What to do: Return only the lines running from the top of the entries to the line with "rough mask: <svg", inclusive, exactly as written.

====== Given records ======

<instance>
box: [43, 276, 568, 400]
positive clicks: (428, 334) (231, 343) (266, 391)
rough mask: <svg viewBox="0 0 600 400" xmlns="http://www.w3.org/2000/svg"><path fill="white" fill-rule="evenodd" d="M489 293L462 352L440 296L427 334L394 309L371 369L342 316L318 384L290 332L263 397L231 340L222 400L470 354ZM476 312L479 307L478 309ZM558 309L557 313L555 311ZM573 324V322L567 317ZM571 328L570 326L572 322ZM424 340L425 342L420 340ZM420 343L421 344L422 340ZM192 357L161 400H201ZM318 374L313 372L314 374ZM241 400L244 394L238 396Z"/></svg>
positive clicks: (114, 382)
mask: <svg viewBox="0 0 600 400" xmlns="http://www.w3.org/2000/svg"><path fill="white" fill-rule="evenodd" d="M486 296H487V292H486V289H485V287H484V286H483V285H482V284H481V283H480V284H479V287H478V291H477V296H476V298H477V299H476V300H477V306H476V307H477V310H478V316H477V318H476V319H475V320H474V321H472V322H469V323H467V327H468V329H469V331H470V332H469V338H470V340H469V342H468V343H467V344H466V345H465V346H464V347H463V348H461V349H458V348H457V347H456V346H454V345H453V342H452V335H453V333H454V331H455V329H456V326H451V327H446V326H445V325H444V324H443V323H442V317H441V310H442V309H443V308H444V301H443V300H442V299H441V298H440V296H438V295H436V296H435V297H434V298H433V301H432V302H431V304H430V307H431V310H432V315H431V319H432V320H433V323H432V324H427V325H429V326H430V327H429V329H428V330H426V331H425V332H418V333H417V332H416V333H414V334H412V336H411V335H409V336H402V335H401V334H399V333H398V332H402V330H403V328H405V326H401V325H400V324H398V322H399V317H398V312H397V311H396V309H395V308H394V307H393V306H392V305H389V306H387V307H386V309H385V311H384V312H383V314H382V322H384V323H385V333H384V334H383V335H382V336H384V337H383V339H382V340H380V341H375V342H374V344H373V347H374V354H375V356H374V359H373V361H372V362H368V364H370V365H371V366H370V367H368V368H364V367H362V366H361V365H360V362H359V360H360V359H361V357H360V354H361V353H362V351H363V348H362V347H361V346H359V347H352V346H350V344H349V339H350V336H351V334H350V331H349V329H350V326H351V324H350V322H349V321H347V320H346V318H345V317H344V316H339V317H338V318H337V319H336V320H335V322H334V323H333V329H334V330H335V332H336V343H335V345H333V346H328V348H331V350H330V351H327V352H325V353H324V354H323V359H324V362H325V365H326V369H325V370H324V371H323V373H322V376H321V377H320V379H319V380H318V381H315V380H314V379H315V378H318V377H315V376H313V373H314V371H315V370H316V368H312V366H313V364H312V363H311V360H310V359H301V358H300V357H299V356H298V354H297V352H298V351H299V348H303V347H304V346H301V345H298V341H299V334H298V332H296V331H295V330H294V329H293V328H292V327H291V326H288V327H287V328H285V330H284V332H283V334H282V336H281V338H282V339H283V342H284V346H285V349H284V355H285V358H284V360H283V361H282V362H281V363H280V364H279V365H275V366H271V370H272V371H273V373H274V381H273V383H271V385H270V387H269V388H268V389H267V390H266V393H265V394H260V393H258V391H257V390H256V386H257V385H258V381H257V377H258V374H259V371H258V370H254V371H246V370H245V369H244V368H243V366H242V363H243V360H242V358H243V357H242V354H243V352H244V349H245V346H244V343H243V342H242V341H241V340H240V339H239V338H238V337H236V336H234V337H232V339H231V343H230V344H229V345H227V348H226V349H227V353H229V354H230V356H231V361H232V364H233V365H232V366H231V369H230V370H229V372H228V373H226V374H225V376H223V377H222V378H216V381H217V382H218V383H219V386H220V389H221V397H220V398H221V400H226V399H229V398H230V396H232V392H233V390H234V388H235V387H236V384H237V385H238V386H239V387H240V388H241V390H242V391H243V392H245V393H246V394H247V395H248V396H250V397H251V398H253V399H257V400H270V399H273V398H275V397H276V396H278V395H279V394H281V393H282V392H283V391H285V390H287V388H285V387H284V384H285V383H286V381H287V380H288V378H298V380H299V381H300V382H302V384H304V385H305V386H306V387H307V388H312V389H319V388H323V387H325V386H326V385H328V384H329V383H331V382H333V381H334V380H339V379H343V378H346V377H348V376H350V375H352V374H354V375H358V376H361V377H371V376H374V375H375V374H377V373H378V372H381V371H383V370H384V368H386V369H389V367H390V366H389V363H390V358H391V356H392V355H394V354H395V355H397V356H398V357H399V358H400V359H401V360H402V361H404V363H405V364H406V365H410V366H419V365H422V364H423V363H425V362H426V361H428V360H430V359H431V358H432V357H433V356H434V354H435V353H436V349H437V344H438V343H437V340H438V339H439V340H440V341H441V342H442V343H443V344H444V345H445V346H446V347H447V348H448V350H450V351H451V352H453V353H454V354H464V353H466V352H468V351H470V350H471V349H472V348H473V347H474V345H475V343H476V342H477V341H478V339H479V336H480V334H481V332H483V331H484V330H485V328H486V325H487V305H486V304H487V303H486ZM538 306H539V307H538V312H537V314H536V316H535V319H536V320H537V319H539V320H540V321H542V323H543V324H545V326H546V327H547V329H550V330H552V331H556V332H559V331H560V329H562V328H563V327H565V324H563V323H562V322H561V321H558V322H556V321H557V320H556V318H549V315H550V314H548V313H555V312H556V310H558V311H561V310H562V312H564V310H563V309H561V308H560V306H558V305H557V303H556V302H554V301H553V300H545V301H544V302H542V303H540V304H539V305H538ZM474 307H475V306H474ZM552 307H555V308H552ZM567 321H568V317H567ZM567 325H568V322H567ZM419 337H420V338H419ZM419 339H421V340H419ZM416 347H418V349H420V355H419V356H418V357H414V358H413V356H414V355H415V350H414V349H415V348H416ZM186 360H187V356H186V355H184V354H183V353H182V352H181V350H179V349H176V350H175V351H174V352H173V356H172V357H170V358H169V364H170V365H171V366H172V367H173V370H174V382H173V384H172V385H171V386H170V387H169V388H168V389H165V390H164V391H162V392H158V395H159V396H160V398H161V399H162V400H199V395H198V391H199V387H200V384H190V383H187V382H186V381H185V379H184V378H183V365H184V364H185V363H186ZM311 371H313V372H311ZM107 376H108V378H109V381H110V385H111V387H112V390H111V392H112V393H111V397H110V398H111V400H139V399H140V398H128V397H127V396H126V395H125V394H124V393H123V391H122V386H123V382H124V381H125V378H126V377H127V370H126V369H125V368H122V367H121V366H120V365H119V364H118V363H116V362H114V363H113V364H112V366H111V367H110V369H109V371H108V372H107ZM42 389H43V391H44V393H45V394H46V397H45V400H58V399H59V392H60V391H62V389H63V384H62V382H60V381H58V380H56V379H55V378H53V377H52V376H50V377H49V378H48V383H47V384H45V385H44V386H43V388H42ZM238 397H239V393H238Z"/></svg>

======

Response:
<instance>
box: [43, 276, 568, 400]
positive clicks: (428, 334) (231, 343) (266, 391)
rough mask: <svg viewBox="0 0 600 400" xmlns="http://www.w3.org/2000/svg"><path fill="white" fill-rule="evenodd" d="M489 293L462 352L440 296L427 334L394 309L371 369L342 316L318 384L290 332L263 397L231 340L222 400L470 354ZM476 312L479 307L478 309ZM558 309L557 313L555 311ZM573 324V322L567 317ZM571 328L570 326L572 322ZM424 340L425 342L420 340ZM420 343L421 344L422 340ZM192 357L161 400H201ZM318 374L313 372L314 374ZM241 400L244 394L238 396Z"/></svg>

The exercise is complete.